Stated goal:
Format each line of the listing below as one string in a JSON list, leaving out blank lines.

+ + + + + + +

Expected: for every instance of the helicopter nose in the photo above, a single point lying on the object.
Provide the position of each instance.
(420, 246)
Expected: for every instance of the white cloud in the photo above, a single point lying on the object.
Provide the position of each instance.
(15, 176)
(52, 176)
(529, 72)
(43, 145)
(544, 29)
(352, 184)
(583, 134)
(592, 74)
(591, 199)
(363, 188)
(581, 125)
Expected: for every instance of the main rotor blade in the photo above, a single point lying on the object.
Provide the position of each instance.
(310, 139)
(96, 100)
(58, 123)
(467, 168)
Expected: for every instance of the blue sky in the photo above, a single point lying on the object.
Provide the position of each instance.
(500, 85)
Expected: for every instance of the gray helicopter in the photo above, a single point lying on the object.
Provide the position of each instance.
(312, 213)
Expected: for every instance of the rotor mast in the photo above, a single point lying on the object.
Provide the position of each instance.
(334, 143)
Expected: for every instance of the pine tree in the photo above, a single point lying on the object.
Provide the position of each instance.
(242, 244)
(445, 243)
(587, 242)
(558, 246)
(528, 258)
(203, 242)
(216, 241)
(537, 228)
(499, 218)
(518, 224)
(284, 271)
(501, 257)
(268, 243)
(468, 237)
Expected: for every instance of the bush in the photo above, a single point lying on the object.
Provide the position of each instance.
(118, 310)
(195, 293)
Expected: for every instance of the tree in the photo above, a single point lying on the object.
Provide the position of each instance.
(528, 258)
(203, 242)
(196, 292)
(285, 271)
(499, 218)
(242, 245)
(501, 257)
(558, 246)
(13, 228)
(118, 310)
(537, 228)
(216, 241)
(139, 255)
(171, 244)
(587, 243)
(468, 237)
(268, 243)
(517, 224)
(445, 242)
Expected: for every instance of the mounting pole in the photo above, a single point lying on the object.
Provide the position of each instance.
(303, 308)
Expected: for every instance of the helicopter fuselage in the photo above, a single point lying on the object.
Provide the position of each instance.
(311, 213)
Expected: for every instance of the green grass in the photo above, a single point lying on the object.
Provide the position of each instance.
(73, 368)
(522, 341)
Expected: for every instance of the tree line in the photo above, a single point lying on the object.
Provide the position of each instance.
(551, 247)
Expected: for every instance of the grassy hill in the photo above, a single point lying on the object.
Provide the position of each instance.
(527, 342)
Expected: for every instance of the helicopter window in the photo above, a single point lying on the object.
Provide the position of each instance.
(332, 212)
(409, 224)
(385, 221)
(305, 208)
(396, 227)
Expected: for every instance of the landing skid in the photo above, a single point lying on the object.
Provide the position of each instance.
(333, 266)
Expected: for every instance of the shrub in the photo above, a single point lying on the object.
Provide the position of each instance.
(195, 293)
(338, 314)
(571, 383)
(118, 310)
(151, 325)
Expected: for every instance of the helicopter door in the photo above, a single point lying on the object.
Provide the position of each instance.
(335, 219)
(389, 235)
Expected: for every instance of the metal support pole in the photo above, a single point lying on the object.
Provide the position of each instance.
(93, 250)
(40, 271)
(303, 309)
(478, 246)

+ + + + + + +

Solution for this problem:
[
  "Expected: for every instance of the helicopter nose in the photo above, a single point lying on the object.",
  "Provide the position of each instance.",
  "(420, 246)",
  "Expected: for every instance of the white cloud in the photo above, a single point lying on the object.",
  "Provide the position of each instance.",
  "(15, 176)",
  "(52, 176)",
  "(529, 72)",
  "(43, 145)",
  "(544, 29)",
  "(352, 184)",
  "(583, 134)",
  "(592, 74)",
  "(591, 199)",
  "(363, 188)",
  "(581, 125)",
  "Expected: for every instance of the main rotor blade in the photo above, a single point lying on the object.",
  "Provide the position of each instance.",
  "(310, 139)",
  "(96, 100)",
  "(58, 123)",
  "(467, 168)",
  "Expected: for every instance of the blue sky in the photo above, a single point lying on the object.",
  "Provide the position of each instance.",
  "(500, 85)",
  "Expected: for every instance of the gray helicopter in the photo above, a single point lying on the object.",
  "Provide the position of each instance.",
  "(312, 213)",
  "Expected: for every instance of the rotor mast in the photo above, a single point lying on the object.",
  "Provide the position of each instance.",
  "(334, 143)",
  "Expected: for every instance of the pine tree in the photo above, a single point lying on the object.",
  "Provide the position of each instance.",
  "(242, 244)",
  "(445, 243)",
  "(587, 242)",
  "(558, 246)",
  "(528, 258)",
  "(203, 242)",
  "(216, 241)",
  "(537, 228)",
  "(499, 218)",
  "(518, 224)",
  "(284, 271)",
  "(501, 257)",
  "(268, 243)",
  "(468, 237)",
  "Expected: for every instance of the bush in the photo above, a single point lying on the object.",
  "Provide the position of each instance.",
  "(118, 310)",
  "(195, 293)",
  "Expected: for every instance of the tree in the photo above, a single point lying on the object.",
  "Provide the position of each instance.",
  "(528, 258)",
  "(203, 242)",
  "(196, 292)",
  "(285, 271)",
  "(499, 218)",
  "(242, 245)",
  "(501, 257)",
  "(558, 246)",
  "(13, 228)",
  "(118, 310)",
  "(537, 228)",
  "(216, 241)",
  "(139, 255)",
  "(171, 244)",
  "(587, 243)",
  "(468, 237)",
  "(268, 243)",
  "(517, 224)",
  "(445, 242)",
  "Expected: for every instance of the mounting pole in the photo above, a single point lying on the object.",
  "Provide the position of each instance.",
  "(303, 308)",
  "Expected: for every instance of the helicopter fuselage in the photo above, a single point lying on the object.",
  "Provide the position of each instance.",
  "(311, 213)",
  "Expected: for every instance of the green grass in the photo above, a single point lying on the object.",
  "Provide the position of each instance.",
  "(73, 368)",
  "(522, 341)",
  "Expected: for every instance of the tree line in the photo above, a single point lying on the object.",
  "Provide the position of each instance.",
  "(551, 247)",
  "Expected: for every instance of the grassy hill in the photo above, a single point lying on the object.",
  "Provide the position of each instance.",
  "(527, 342)",
  "Expected: for every instance of the helicopter window in the photo above, a single point lying on the object.",
  "Provide the position of each instance.",
  "(332, 212)",
  "(409, 224)",
  "(385, 221)",
  "(305, 208)",
  "(396, 227)",
  "Expected: for every instance of the landing skid in the photo above, a single point lying on the object.",
  "Provide the position of each instance.",
  "(333, 266)",
  "Expected: for every instance of the shrub in the photo above, a single point lying on the object.",
  "Provide the position of each instance.",
  "(195, 293)",
  "(338, 314)",
  "(571, 383)",
  "(118, 310)",
  "(151, 325)",
  "Expected: for every instance of the helicopter door in the photo above, a single point lying on the object.",
  "Provide the position of each instance.",
  "(335, 219)",
  "(389, 235)",
  "Expected: for every instance of the metal support pole in the photo above, a single point lying on the object.",
  "Provide the position of each instance.",
  "(93, 250)",
  "(40, 271)",
  "(303, 309)",
  "(478, 246)"
]